■ EXCERPT PROVIDED:
Quitugua then asked the court to issue a writ of execution, seeking from the government all funds it has in CNMI banks to satisfy the full amount.
In granting a writ of execution Friday, Wiseman ordered the Bank of Guam, Bank of Hawaii, and First Hawaiian Bank to release and deliver to Quitugua's lawyer, F. Matthew Smith's law firm, the funds they are holding that belong to the CNMI government.
Wiseman said any funds received by Quitugua shall be kept in Smith's trust account and will not be disbursed without a court order.
“A report shall be made to the court within 48 hours of obtaining any funds under this writ. Upon receiving such report, the court shall then determine the amount, including applicable interest, due to [Quitugua],” the judge said in the writ order.
A day later, the government, through Brasington, filed a motion to stay the writ of execution.
Brasington said with the writ of execution will result in the CNMI government being unable to pay the salaries of employees of all three branches of government.
“The Commonwealth will be unable to buy gas for fire trucks and police vehicles. The Commonwealth will be unable to provide education or pay teachers,” he said.
Brasington said the order, together with the precedent it would create for other land compensation judgments totaling up to $18 million, would force the Commonwealth into insolvency and will hamper its ability to meet payroll for all three branches of government, make bond payments, pay for utilities, and meeting other obligations.
Brasington said the writ of execution threatens the residents and dependents of the Commonwealth “with the potential loss of life and limb.”
The Commonwealth, he said, will be unable to pay its emergency medical technicians, firefighters, police, lawyers, judges, and other law enforcement officers.
“People will die or suffer serious irreversible injury that could have otherwise been averted,” he said.
“Fires will rage, consuming structures, jungle, and the human and animal life residing therein. Crimes will go uninvestigated and perpetrators of violence will go unpunished,” he added.
In Quitugua's opposition to the stay, attorney Jennifer Dockter said the government cannot show any likelihood of success on the merits as its arguments “meekly attempt to distinguish well-reasoned, well-developed case law that is simply undistinguishable.”

■ PROVIDED INFORMATION:
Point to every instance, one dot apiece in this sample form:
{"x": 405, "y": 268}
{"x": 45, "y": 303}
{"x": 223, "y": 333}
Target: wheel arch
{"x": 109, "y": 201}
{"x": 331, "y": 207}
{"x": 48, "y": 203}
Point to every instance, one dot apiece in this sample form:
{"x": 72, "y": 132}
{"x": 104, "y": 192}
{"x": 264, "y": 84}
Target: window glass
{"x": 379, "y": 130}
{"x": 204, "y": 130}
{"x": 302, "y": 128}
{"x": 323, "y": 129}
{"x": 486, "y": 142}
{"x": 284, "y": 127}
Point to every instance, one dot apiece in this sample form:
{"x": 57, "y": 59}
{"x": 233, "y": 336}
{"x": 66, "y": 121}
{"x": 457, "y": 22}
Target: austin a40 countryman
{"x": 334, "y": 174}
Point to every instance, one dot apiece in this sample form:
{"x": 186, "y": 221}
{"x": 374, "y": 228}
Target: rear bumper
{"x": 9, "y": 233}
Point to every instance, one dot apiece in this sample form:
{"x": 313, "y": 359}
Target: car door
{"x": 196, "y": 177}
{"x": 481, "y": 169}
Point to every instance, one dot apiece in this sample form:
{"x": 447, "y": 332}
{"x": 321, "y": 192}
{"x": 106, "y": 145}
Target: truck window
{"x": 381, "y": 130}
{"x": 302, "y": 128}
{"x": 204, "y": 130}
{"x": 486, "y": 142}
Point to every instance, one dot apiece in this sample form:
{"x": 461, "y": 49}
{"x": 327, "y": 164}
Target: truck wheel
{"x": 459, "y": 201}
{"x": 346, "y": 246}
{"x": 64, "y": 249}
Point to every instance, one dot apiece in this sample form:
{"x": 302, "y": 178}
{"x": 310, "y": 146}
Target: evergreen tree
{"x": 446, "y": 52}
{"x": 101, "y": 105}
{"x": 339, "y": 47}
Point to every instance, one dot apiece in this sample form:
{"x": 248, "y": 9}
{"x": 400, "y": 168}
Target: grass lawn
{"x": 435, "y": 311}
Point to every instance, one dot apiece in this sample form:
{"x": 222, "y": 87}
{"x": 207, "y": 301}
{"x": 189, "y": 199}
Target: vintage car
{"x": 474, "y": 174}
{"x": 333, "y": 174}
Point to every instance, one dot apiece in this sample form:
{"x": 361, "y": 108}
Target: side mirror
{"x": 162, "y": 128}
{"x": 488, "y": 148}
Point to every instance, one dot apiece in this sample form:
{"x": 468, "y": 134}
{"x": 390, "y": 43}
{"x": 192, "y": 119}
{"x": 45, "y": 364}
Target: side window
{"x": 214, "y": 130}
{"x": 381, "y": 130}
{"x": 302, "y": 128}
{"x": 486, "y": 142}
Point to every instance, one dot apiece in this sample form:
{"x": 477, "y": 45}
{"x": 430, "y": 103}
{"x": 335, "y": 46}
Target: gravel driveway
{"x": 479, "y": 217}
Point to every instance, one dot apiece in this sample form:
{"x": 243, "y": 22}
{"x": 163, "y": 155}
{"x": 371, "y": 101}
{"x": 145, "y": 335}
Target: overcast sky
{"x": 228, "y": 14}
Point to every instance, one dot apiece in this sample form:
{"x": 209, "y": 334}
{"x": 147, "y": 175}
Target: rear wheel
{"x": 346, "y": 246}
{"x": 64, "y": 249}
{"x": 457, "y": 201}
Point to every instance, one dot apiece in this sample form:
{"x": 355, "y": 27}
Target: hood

■ PROBLEMS TO WORK ON:
A. In the excerpt about the writ of execution, which banks did Wiseman order to release the CNMI government's funds?
B. Using the excerpt about the writ of execution, explain why the government, through Brasington, asked the court to stay the writ.
C. Carry the excerpt about the writ of execution forward from its last sentence.
The rows have no connection to the excerpt about the writ of execution.

■ ANSWERS FOR THIS EXERCISE:
A. The Bank of Guam, Bank of Hawaii, and First Hawaiian Bank.

B. Brasington argued that the writ would leave the CNMI government unable to pay the salaries of employees in all three branches, buy gas for fire trucks and police vehicles, or pay teachers. Together with the precedent it would set for other land compensation judgments totaling up to $18 million, he said, it would force the Commonwealth into insolvency.

C.
“A stay on the writ of execution is unnecessary, has not been shown to be necessary, and does nothing but permit continued deprivation of sacred rights,” Dockter said.
She said the writ will not break the Commonwealth.
“A government [that] denies its citizens their sacred constitutional rights and then calls the remedy for those violations senseless is a government that is already broken,” Dockter said.
Without any evidence, the government speculates wildly about a coming Armageddon if the writ is executed, she added.
“Wild speculation about raging fires and dying animals, while appropriately suited for television dramas, does not have a place in this motion,” she said.
Dockter pointed out that the judgment at issue is only about $140,000-not $18 million.
Brasington appeared in court but it was assistant attorney general Viola Alepuyo who argued for the government.
Before announcing his tentative ruling, Wiseman said the government's brief raises what he deems as a major false alarm by its prediction of a total demise of the CNMI if the writ is not stayed.
To use the words of Quitugua, the judge said, Brasington has speculated about a coming Armageddon.
“Hopefully, the public's confidence in the Judiciary has not been too affected by your statements,” Wiseman said.
Dockter told reporters after the hearing that Quitugua, who attended the hearing on a wheelchair, is already desperate.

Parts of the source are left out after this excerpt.